Reproduce the listing from its start through the line containing "174], [264, 177]]", requests included, with every coordinate in the answers multiplied by 0.35 and rounded to a whole number, halves rounding up. Leave the numbers in the requests and their format samples as they are.

Outline annotation records:
** begin **
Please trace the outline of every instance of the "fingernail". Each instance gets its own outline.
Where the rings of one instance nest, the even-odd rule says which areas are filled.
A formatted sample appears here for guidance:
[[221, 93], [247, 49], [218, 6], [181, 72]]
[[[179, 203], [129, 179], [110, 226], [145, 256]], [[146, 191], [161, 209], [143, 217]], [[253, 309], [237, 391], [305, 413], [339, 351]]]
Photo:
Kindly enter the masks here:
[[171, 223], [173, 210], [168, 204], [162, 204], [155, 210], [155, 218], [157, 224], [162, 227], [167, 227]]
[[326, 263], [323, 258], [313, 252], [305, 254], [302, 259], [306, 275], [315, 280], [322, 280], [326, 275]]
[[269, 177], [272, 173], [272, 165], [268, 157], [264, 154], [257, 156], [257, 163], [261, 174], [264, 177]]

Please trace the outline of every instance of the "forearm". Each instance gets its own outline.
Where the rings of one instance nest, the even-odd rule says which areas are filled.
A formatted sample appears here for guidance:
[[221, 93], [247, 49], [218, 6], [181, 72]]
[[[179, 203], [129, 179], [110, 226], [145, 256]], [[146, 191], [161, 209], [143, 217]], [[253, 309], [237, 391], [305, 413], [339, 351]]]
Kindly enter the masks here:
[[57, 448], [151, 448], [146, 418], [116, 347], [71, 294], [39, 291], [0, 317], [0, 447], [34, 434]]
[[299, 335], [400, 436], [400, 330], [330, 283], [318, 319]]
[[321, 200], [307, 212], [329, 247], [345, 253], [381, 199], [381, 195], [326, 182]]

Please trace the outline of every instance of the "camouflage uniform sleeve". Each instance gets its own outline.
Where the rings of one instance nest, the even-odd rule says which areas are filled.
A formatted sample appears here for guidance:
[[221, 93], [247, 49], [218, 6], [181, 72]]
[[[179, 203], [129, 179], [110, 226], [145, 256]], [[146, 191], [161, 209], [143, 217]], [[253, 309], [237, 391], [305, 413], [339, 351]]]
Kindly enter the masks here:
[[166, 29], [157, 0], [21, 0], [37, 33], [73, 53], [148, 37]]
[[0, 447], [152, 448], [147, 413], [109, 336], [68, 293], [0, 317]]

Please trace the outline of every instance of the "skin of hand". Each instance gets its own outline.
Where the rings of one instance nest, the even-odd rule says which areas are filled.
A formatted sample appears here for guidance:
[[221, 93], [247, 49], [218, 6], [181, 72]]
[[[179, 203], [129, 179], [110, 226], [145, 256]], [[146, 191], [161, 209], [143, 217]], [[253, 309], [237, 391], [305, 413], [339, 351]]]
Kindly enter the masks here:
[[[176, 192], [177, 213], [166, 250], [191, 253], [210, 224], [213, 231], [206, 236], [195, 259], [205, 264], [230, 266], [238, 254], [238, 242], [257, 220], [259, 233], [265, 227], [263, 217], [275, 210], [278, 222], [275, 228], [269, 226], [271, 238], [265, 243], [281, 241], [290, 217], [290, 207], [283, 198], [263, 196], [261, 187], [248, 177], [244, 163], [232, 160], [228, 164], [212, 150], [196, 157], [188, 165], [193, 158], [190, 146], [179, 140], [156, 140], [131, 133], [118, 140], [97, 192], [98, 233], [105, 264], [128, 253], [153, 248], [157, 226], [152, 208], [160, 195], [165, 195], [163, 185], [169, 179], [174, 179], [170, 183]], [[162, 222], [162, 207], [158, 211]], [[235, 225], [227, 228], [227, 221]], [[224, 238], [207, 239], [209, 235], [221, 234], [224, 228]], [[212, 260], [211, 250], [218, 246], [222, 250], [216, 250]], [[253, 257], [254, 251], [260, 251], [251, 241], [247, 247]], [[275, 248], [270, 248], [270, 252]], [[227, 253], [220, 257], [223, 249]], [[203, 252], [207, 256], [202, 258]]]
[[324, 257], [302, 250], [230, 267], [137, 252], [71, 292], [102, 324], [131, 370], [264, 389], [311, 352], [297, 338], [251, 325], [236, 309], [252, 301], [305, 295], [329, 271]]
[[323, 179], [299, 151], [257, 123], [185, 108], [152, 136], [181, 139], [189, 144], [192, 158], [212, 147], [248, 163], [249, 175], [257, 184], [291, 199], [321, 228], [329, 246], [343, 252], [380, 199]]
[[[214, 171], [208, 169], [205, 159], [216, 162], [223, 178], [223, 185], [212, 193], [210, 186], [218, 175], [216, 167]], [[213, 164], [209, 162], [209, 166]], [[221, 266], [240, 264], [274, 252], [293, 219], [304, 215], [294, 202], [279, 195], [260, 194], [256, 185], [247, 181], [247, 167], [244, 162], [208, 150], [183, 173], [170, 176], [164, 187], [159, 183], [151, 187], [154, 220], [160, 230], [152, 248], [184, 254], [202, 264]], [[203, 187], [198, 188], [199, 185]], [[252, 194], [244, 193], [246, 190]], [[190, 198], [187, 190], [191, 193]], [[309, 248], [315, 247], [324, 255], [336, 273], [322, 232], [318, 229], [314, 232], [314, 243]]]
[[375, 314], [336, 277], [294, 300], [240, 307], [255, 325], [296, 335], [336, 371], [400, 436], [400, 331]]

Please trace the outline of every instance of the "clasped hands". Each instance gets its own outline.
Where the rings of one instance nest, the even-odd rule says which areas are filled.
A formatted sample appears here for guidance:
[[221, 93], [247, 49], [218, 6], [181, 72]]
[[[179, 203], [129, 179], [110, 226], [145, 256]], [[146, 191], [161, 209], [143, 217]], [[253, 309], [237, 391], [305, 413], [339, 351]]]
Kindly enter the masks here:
** end **
* **Solution for this task**
Please trace the outline of every instance of the "fingernail". Each instance gets its own outline.
Where the rings of one instance nest, the even-odd rule says which areas are filled.
A formatted sample appears here for guidance:
[[221, 93], [247, 49], [218, 6], [181, 72]]
[[[179, 203], [129, 179], [110, 226], [145, 256]], [[146, 191], [161, 209], [143, 217]], [[253, 309], [237, 391], [305, 413], [339, 351]]]
Photo:
Kindly enter the masks here:
[[60, 78], [61, 74], [59, 71], [57, 71], [54, 74], [54, 76], [55, 78], [57, 79], [58, 79]]
[[114, 92], [113, 90], [110, 88], [107, 89], [106, 91], [107, 96], [110, 98], [113, 98], [114, 96]]
[[94, 62], [95, 61], [95, 58], [94, 55], [92, 54], [90, 55], [90, 57], [91, 61], [92, 62]]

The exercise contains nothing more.